EXERCISE BRIEF ->
Pull out each line of the data below that contains the word "green", and copy those lines unchanged.

(Bounding box annotation entries)
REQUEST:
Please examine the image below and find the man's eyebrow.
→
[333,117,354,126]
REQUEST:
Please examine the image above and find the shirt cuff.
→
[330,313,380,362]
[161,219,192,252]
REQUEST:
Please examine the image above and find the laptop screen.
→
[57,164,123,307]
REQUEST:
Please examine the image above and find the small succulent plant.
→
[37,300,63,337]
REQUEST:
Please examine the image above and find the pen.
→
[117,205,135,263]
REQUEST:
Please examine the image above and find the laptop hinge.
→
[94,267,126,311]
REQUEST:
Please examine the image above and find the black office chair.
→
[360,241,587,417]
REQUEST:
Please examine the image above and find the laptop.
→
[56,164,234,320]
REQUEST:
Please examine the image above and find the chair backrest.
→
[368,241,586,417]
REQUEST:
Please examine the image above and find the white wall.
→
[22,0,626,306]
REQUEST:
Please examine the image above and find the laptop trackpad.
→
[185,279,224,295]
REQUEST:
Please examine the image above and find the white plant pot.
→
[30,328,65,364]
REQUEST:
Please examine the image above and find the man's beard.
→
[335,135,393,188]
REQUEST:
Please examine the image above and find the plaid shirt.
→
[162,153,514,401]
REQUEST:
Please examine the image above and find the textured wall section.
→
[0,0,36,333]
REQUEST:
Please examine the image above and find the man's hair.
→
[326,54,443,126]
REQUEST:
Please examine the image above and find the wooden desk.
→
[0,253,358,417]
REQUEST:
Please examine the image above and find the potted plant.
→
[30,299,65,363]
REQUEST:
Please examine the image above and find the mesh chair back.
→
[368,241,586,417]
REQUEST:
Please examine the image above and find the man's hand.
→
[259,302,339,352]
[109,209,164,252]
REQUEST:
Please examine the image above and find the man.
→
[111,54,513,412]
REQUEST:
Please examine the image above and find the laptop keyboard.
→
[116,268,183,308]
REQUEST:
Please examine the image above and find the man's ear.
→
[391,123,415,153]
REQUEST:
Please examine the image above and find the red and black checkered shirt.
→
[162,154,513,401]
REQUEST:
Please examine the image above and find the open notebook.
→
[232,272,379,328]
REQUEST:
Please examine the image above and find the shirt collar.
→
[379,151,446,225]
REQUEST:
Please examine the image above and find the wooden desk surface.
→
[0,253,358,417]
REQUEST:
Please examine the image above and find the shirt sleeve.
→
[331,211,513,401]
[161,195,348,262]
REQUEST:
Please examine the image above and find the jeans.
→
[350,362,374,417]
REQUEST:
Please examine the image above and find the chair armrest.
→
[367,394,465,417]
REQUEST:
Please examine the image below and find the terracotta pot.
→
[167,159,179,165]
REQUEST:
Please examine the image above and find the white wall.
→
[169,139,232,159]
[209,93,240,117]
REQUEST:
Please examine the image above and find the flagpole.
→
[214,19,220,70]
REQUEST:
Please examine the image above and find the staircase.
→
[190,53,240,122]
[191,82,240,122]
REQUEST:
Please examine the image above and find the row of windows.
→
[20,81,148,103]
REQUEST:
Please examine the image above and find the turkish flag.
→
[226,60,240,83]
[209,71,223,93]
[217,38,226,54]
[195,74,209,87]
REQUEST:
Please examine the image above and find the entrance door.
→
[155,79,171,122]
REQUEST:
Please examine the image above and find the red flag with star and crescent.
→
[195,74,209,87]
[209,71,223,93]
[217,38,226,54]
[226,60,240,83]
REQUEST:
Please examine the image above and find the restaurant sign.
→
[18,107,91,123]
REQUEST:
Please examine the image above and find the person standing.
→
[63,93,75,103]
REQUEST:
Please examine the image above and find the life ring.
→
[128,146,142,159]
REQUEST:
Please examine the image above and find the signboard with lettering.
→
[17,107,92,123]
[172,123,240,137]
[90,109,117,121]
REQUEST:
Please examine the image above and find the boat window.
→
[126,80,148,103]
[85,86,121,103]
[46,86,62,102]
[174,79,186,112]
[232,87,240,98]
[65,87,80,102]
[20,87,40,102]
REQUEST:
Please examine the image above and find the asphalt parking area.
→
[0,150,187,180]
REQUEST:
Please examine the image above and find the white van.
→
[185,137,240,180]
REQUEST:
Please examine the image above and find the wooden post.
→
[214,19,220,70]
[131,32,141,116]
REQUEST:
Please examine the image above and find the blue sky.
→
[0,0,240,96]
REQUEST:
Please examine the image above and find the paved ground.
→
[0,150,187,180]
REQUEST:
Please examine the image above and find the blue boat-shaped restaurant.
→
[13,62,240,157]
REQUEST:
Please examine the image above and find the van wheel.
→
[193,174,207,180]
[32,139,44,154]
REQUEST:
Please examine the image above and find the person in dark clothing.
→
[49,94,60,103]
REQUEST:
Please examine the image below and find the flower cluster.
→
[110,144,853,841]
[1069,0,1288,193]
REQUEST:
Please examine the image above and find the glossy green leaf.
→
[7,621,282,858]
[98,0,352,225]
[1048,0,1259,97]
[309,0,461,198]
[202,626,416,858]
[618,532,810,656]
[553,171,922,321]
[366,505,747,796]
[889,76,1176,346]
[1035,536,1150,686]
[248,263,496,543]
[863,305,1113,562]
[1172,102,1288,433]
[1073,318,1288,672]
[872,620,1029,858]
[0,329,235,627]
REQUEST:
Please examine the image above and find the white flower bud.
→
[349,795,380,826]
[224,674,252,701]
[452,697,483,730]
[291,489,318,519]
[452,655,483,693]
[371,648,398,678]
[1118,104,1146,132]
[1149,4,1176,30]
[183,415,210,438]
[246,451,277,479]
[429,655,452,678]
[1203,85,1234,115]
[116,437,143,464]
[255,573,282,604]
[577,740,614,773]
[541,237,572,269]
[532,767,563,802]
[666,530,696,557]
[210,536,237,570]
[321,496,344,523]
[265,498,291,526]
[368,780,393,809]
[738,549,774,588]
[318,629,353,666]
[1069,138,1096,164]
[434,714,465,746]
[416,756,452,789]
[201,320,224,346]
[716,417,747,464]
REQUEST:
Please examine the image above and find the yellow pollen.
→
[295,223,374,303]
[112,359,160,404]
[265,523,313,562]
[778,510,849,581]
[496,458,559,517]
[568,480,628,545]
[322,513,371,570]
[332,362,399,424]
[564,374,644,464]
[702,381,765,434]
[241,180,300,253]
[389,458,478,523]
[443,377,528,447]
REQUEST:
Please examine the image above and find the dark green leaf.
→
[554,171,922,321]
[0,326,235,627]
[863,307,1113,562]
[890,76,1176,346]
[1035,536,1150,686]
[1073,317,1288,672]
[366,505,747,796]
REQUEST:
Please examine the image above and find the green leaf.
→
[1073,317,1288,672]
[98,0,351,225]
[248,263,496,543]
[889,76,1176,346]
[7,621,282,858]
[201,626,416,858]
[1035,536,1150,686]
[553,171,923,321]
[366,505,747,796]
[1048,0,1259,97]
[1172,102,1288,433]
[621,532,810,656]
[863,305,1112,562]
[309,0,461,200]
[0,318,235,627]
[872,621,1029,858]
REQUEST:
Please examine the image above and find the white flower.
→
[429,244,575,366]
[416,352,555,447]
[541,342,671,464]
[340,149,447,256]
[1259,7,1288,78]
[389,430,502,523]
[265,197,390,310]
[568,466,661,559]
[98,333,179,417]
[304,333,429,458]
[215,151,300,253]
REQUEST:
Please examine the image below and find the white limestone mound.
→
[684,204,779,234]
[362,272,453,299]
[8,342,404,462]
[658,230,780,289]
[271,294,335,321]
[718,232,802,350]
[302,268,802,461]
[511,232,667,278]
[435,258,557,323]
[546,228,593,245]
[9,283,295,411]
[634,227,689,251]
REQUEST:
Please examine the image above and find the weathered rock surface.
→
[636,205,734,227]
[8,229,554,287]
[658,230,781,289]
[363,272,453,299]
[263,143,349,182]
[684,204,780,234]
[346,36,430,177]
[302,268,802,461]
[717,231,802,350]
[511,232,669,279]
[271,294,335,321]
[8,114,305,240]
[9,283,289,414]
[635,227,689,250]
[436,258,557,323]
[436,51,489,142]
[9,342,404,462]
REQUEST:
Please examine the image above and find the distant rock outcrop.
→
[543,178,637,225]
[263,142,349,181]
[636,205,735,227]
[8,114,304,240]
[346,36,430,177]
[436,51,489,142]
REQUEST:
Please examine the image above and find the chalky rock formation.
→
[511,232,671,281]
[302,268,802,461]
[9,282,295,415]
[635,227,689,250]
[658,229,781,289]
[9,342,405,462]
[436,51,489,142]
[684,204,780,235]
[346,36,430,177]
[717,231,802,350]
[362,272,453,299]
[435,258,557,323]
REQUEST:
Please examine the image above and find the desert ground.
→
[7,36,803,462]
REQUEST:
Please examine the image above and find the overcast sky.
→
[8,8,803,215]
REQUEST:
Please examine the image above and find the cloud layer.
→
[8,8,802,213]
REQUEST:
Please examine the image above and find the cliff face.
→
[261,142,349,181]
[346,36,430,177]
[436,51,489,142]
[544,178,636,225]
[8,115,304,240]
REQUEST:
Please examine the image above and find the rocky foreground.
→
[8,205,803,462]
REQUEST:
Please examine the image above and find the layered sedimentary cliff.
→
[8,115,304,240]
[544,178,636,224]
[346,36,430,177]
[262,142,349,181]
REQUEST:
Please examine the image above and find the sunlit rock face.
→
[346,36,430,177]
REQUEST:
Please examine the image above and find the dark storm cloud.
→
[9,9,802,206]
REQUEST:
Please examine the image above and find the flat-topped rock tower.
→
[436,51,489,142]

REPLY ->
Please examine the image above and find the glossy green leaf.
Please examine the image above and find the dark green leaf.
Please examine the image above and find the green leaf.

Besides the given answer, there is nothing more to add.